◆ EXERCISE MATERIALS:

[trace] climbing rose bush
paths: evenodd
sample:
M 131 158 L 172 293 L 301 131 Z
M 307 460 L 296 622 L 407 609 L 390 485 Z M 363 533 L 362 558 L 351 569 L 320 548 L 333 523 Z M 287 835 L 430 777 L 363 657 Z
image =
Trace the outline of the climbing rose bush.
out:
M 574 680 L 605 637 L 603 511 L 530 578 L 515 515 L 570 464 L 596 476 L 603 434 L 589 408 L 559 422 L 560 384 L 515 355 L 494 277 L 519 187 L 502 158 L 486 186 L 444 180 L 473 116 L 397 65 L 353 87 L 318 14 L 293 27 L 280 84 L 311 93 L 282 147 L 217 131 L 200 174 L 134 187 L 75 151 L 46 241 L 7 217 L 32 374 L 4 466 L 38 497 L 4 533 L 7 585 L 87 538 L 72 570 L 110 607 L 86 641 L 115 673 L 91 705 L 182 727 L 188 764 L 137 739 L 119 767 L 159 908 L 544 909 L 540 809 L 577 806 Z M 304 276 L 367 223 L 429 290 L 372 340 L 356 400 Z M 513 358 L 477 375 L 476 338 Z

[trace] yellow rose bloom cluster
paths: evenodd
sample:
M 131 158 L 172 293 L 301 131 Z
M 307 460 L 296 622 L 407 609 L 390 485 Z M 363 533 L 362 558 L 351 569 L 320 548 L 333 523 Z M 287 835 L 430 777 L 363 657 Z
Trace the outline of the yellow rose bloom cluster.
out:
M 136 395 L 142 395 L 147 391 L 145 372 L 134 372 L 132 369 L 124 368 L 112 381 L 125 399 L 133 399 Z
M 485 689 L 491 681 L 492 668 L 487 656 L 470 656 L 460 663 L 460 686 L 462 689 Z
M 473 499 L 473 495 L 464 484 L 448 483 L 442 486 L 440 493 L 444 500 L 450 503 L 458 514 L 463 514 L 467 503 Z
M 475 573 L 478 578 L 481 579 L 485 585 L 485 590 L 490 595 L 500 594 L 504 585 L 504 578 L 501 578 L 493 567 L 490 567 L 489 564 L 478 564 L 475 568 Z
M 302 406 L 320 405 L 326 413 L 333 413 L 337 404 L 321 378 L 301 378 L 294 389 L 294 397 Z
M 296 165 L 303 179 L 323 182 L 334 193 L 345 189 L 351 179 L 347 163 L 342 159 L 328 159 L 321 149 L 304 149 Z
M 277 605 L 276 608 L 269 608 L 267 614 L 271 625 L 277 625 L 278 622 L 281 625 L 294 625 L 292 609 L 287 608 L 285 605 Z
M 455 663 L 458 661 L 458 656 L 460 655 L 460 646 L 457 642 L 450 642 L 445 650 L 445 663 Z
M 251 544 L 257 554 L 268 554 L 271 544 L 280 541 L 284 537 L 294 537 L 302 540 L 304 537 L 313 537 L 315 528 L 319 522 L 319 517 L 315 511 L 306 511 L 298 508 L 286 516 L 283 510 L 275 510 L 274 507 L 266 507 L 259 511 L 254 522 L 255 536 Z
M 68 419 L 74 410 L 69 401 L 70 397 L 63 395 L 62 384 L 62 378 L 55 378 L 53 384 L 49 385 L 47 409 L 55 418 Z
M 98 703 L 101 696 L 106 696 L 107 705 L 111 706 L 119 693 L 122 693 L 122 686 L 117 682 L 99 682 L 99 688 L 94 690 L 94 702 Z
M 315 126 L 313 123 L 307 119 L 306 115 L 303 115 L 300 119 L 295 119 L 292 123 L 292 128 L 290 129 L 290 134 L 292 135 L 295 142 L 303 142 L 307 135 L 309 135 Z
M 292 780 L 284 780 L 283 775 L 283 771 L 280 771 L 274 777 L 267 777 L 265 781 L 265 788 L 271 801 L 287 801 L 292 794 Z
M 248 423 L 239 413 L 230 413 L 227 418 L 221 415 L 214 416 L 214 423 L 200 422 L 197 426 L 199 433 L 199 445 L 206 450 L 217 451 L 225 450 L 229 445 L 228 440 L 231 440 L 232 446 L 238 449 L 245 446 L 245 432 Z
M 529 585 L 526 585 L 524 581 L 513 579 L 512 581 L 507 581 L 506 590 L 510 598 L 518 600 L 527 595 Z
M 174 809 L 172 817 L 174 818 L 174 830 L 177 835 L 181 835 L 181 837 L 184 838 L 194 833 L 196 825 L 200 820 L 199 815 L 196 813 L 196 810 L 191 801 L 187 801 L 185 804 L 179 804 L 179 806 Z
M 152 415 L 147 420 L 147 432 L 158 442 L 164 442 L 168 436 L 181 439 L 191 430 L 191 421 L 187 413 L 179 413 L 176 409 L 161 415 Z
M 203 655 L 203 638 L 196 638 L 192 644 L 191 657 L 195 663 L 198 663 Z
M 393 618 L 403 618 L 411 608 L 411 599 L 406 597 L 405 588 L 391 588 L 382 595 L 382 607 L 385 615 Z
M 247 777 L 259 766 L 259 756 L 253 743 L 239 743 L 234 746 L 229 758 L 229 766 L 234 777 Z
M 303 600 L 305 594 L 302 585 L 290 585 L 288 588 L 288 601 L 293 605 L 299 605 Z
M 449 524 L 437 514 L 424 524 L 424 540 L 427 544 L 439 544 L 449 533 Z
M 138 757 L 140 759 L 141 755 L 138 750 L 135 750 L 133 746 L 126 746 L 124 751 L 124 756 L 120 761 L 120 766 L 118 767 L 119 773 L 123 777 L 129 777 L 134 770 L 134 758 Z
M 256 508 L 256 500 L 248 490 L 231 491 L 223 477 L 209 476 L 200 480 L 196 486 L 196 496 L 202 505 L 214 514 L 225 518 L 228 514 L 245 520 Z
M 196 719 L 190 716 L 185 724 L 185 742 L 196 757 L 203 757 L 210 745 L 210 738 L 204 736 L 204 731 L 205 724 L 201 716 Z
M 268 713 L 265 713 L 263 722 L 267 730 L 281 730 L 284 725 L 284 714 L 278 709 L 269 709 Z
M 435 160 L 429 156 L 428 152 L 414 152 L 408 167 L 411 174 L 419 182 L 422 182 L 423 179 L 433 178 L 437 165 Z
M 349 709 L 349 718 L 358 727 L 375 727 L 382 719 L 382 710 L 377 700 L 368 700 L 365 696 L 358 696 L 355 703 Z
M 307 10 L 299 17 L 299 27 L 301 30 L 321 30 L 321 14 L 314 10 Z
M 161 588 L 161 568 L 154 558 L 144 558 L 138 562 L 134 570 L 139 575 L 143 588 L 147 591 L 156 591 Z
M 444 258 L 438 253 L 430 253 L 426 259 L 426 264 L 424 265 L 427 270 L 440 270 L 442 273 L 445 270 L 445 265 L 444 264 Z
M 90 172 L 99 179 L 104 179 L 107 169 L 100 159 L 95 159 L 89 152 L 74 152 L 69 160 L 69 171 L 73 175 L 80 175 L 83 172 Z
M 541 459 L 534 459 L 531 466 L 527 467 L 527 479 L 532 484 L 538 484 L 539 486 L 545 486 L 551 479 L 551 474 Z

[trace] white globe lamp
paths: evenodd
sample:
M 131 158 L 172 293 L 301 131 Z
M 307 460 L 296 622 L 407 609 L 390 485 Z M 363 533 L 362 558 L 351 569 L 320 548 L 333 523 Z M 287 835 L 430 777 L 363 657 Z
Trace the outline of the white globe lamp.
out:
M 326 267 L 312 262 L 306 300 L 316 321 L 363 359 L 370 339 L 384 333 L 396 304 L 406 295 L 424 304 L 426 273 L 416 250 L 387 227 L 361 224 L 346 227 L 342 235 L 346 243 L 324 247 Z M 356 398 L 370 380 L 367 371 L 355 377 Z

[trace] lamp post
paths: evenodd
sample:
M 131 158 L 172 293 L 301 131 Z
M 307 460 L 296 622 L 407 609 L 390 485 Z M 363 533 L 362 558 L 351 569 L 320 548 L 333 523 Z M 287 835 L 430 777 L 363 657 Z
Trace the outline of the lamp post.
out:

◆ REQUIRED WORK: Can you write out again the lines from the line with "[trace] yellow rose bloom cluster" to the line with "M 473 499 L", both included, shifting every coordinate in the answer outlines by adding 118 to it and leaving the sample outlines and all other lines unchanged?

◆ CORRECT OUTPUT:
[trace] yellow rose bloom cluster
paths: evenodd
sample:
M 131 158 L 172 293 L 301 131 Z
M 307 460 L 296 622 L 407 609 L 390 485 Z M 363 533 L 362 558 L 351 569 L 320 548 L 333 523 Z M 287 835 L 430 777 L 363 657 Z
Trace the outline of the yellow rose bloom cluster.
out:
M 254 513 L 260 513 L 265 509 L 263 490 L 252 490 L 250 487 L 242 486 L 230 499 L 243 517 L 251 517 Z
M 603 807 L 609 799 L 610 786 L 605 774 L 588 774 L 578 781 L 578 804 L 580 807 Z
M 591 617 L 591 613 L 582 602 L 566 601 L 560 604 L 558 611 L 562 618 L 568 621 L 576 632 L 581 632 L 585 621 Z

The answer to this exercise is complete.